When you are developing a community-managed provider, you are supposed to make sure it is well tested
and documented. Part of the documentation is provider.yaml
file integration
information and
version
information. This information is stripped-out from provider info available at runtime,
however it is used to automatically generate documentation for the provider.
If you have pre-commits installed, pre-commit will warn you and let you know what changes need to be
done in the provider.yaml
file when you add a new Operator, Hooks, Sensor or Transfer. You can
also take a look at the other provider.yaml
files as examples.
Well documented provider contains those:
- index.rst with references to packages, API used and example dags
- configuration reference
- class documentation generated from PyDoc in the code
- example dags
- how-to guides
You can see for example google
provider which has very comprehensive documentation:
Part of the documentation are example dags (placed in the tests/system
folder). The reason why
they are in tests/system
is because we are using the example dags for various purposes:
- showing real examples of how your provider classes (Operators/Sensors/Transfers) can be used
- snippets of the examples are embedded in the documentation via
exampleinclude::
directive - examples are executable as system tests and some of our stakeholders run them regularly to
check if
system
level integration is still working, before releasing a new version of the provider.
We have high requirements when it comes to testing the community managed providers. We have to be sure that we have enough coverage and ways to tests for regressions before the community accepts such providers.
- Unit tests have to be comprehensive and they should tests for possible regressions and edge cases not only "green path"

* [SET TASK 1]: Condense the paragraph in the text on community-managed providers that begins "When you are developing a community-managed provider" into a short list, keeping its main facts.
* [SET TASK 2]: Proceed with the text on community-managed providers, picking up after its final bullet about unit tests.

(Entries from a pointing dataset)
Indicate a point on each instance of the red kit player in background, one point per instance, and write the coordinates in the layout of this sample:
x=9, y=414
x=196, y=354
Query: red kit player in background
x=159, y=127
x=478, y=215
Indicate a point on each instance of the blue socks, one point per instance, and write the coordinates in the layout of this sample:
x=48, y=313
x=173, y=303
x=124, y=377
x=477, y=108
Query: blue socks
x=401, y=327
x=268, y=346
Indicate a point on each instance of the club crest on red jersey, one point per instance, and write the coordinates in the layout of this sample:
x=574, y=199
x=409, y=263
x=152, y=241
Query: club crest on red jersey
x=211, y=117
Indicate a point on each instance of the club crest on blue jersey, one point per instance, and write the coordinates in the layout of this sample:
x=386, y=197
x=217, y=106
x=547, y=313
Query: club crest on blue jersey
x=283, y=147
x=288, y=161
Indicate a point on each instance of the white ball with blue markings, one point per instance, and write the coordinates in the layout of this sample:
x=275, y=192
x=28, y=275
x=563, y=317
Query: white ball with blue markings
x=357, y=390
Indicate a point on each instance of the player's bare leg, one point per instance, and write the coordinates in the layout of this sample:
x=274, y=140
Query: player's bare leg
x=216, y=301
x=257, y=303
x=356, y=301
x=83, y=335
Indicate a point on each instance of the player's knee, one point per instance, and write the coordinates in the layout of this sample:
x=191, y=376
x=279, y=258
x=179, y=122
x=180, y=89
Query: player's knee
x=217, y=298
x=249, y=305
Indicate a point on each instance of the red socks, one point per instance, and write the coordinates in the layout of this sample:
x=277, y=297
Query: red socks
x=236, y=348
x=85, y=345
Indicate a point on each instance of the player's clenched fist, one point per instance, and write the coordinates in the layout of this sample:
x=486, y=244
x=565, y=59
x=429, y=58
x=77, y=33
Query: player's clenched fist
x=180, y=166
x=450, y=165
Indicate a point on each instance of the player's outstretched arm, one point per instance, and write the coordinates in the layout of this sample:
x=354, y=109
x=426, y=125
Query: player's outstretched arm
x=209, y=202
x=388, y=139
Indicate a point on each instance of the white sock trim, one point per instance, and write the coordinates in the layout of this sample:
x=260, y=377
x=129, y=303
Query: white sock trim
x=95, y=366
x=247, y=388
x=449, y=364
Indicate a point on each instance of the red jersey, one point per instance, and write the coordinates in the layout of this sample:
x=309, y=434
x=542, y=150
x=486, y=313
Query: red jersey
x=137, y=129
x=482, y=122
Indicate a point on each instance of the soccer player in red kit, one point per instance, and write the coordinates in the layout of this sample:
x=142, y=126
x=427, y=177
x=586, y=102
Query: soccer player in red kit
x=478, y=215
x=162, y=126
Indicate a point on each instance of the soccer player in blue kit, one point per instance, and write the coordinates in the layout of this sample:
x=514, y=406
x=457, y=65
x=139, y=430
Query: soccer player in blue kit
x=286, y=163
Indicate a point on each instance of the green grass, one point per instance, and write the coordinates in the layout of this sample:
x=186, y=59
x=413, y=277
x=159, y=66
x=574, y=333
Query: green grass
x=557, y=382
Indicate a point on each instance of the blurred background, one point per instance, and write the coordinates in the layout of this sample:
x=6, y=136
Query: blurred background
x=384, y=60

* [ANSWER 1]:
- A community-managed provider must be well tested and documented.
- Part of its documentation is the integration and version information in the provider.yaml file.
- This information is stripped out of the provider info available at runtime.
- It is used to generate documentation for the provider automatically.

* [ANSWER 2]:
- Integration tests where 'local' integration with a component is possible (for example tests with MySQL/Postgres DB/Trino/Kerberos all have integration tests which run with real, dockerized components
- System Tests which provide end-to-end testing, usually testing together several operators, sensors, transfers connecting to a real external system
Sometimes we have to introduce breaking changes in the providers. We have to be very careful with that and we have to make sure that we communicate those changes properly.
Generally speaking breaking change in provider is not a huge problem for our users. They can individually downgrade the providers to lower version if they are not ready to upgrade to the new version and then incrementally upgrade to the new versions of providers. This is because providers are installed as separate packages and they are not tightly coupled with the core of Airflow and because we have a very generous policy of supporting multiple versions of providers at the same time. All providers are in theory backward compatible with future versions of Airflow, so you can upgrade Airflow and keep the providers at the same version.
When you introduce a breaking change in the provider, you have to make sure that you communicate it
properly. You have to update CHANGELOG.rst
file in the provider package and you have to make sure that
you update the provider.yaml
file with the new (breaking) version of the provider. Ideally in the
CHANGELOG.rst
you should also provide a migration path for the users to follow.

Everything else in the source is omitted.